======== Supplied material ========

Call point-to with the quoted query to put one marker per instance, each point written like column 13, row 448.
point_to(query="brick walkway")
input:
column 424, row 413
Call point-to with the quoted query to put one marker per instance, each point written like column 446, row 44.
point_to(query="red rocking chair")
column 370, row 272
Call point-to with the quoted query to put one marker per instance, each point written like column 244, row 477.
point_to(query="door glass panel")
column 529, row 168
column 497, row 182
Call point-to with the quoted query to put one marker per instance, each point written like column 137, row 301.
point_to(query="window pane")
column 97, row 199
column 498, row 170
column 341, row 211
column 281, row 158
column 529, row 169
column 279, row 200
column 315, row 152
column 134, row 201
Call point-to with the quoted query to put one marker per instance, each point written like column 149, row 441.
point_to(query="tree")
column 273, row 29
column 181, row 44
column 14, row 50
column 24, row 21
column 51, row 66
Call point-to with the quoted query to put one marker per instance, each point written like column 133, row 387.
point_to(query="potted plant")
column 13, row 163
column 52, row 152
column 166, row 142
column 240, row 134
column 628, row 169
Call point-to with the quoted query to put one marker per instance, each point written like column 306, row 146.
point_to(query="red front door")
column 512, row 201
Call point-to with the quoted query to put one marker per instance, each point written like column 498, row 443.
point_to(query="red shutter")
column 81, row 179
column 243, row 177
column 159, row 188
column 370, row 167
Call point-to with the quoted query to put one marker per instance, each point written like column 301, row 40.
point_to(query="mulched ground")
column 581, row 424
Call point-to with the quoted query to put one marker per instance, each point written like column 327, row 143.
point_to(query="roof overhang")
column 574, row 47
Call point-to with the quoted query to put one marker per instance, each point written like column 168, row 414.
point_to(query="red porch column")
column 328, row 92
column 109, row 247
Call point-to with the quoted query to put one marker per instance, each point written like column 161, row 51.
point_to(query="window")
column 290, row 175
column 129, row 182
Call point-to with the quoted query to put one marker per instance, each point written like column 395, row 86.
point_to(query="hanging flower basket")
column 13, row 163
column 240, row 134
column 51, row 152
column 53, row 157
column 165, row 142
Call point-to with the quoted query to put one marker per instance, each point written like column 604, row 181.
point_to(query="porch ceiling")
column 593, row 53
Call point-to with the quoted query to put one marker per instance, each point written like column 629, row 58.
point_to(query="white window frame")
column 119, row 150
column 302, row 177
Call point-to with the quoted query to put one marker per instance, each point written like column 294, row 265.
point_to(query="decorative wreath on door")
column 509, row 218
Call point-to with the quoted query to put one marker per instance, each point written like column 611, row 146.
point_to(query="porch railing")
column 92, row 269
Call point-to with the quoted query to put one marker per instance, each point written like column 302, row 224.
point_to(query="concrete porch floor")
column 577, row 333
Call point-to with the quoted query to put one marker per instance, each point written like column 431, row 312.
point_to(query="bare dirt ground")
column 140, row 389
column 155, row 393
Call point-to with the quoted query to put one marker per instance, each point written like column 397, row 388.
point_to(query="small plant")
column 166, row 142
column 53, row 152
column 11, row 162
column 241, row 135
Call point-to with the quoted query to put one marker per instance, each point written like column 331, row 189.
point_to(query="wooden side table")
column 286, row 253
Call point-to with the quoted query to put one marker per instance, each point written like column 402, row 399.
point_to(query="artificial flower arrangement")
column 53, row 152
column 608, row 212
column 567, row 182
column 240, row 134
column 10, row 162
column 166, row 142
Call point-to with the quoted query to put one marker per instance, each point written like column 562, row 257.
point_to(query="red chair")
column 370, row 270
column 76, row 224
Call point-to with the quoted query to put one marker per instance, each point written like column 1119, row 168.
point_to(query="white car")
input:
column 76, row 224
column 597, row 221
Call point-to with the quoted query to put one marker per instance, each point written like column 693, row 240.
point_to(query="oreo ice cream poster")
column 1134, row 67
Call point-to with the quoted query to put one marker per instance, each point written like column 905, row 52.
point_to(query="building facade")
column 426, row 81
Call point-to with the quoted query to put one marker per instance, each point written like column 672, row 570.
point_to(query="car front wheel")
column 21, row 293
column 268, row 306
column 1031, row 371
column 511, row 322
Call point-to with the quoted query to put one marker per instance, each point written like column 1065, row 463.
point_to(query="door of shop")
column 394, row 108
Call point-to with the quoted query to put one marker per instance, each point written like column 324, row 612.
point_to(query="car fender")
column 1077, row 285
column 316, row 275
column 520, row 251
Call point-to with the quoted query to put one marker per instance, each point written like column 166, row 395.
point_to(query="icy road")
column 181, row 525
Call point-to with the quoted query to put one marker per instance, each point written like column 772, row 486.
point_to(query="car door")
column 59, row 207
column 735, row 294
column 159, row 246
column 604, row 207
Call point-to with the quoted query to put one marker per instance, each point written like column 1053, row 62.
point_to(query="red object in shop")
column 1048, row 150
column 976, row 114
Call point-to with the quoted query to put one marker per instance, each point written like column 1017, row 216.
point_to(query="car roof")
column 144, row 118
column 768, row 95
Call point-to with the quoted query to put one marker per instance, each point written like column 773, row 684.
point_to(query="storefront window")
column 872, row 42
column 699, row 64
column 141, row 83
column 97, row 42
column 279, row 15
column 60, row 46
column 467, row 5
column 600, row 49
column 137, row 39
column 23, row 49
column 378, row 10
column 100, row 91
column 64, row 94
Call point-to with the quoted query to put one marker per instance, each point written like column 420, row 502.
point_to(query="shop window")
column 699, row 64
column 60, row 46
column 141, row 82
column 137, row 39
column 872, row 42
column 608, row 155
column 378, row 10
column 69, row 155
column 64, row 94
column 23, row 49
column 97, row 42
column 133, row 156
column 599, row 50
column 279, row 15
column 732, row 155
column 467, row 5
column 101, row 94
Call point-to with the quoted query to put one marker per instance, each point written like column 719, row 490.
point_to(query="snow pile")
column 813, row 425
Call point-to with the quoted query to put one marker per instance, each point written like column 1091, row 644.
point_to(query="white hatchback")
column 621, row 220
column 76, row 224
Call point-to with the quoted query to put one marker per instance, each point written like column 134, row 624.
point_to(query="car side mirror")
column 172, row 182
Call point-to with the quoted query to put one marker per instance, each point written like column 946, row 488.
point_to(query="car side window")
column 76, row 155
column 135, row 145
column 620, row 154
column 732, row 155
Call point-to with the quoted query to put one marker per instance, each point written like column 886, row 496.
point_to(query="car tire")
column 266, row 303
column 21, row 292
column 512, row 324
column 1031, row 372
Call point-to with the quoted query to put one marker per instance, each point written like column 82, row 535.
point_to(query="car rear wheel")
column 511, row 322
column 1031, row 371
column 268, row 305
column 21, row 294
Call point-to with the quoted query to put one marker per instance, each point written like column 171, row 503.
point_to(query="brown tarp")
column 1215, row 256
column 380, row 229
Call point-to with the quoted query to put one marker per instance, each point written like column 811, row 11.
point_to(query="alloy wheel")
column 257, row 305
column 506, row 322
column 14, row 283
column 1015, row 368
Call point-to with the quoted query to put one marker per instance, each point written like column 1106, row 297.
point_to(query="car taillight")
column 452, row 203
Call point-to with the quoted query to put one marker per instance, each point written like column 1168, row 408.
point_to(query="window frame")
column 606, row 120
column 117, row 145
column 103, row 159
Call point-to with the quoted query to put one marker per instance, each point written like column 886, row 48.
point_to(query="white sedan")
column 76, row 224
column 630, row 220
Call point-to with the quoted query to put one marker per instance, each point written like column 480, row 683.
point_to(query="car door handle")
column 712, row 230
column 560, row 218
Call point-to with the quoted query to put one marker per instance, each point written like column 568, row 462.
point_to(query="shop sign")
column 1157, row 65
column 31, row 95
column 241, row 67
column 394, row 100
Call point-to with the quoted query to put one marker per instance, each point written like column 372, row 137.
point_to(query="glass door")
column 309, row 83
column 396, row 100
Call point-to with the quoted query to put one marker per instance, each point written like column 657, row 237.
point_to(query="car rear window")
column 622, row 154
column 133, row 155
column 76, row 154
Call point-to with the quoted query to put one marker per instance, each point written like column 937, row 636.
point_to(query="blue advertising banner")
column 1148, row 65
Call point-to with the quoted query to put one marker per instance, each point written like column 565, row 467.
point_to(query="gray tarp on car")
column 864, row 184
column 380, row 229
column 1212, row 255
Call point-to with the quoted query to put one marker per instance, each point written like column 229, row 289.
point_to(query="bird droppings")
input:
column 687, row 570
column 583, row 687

========

* **Required task**
Reproduce verbatim the lines of the data from the line containing "565, row 467." through the end of the data, including both the first and the last line.

* **Full solution**
Call point-to with the quoted query to put one marker per instance, each point written like column 565, row 467.
point_to(query="gray tarp on car")
column 864, row 184
column 380, row 229
column 1212, row 255
Call point-to with the quoted query to put one marker per instance, each point written like column 229, row 289.
point_to(query="bird droppings")
input:
column 687, row 570
column 583, row 687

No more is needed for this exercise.